#### [THE PROBLEM]
Set out the data as a Markdown table with the columns Row and Line, giving each line its own numbered row and skipping blank lines. Begin at the first line of the data, and stop after the line that contains "[[544, 283], [420, 237], [364, 222]]".

** Begin **

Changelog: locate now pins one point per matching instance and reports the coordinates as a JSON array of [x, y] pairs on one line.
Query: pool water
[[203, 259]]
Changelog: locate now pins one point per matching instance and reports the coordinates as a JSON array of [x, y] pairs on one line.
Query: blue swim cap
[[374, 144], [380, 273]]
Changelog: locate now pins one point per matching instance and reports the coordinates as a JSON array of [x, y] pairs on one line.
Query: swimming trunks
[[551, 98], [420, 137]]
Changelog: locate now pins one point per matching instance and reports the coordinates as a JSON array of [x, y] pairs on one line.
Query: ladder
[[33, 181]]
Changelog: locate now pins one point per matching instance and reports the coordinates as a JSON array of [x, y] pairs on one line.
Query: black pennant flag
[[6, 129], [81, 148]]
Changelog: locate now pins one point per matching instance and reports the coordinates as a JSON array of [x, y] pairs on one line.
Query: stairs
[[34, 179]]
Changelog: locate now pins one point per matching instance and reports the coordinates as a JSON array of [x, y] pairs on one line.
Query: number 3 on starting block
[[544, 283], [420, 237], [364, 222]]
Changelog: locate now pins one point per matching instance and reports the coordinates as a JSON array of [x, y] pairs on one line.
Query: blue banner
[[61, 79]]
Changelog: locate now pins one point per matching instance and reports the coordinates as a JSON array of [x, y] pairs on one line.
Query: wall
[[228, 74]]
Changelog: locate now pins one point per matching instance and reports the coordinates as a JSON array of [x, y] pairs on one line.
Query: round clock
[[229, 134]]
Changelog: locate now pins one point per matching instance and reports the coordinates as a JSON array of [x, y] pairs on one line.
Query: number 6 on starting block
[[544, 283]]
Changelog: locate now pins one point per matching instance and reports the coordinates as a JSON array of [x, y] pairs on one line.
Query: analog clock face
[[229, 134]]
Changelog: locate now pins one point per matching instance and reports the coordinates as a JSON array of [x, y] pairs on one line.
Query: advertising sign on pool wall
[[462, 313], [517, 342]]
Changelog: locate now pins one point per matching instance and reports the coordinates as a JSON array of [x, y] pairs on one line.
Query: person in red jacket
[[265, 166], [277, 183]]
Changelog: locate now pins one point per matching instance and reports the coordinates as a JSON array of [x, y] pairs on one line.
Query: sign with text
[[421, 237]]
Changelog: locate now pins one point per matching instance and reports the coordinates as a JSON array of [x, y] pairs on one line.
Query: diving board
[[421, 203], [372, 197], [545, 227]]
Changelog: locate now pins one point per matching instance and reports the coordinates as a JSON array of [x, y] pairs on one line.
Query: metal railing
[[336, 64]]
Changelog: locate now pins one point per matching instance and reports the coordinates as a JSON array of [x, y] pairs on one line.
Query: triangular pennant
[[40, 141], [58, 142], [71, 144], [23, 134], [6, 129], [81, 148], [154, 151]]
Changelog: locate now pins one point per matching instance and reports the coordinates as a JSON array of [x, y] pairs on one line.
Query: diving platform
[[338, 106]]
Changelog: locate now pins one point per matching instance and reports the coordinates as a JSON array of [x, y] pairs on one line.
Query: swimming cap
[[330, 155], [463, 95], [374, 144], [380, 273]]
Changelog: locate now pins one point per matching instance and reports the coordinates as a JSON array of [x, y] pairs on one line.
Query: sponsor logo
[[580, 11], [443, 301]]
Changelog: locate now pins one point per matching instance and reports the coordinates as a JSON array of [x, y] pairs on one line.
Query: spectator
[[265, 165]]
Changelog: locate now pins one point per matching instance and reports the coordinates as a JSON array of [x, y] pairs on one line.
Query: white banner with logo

** End **

#### [TASK ANSWER]
| Row | Line |
|---|---|
| 1 | Changelog: locate now pins one point per matching instance and reports the coordinates as a JSON array of [x, y] pairs on one line. |
| 2 | Query: pool water |
| 3 | [[203, 259]] |
| 4 | Changelog: locate now pins one point per matching instance and reports the coordinates as a JSON array of [x, y] pairs on one line. |
| 5 | Query: blue swim cap |
| 6 | [[374, 144], [380, 273]] |
| 7 | Changelog: locate now pins one point per matching instance and reports the coordinates as a JSON array of [x, y] pairs on one line. |
| 8 | Query: swimming trunks |
| 9 | [[551, 98], [420, 137]] |
| 10 | Changelog: locate now pins one point per matching instance and reports the coordinates as a JSON array of [x, y] pairs on one line. |
| 11 | Query: ladder |
| 12 | [[33, 181]] |
| 13 | Changelog: locate now pins one point per matching instance and reports the coordinates as a JSON array of [x, y] pairs on one line. |
| 14 | Query: black pennant flag |
| 15 | [[6, 129], [81, 148]] |
| 16 | Changelog: locate now pins one point per matching instance and reports the coordinates as a JSON array of [x, y] pairs on one line. |
| 17 | Query: stairs |
| 18 | [[34, 179]] |
| 19 | Changelog: locate now pins one point per matching instance and reports the coordinates as a JSON array of [x, y] pairs on one line. |
| 20 | Query: number 3 on starting block |
| 21 | [[544, 283], [420, 237], [364, 222]] |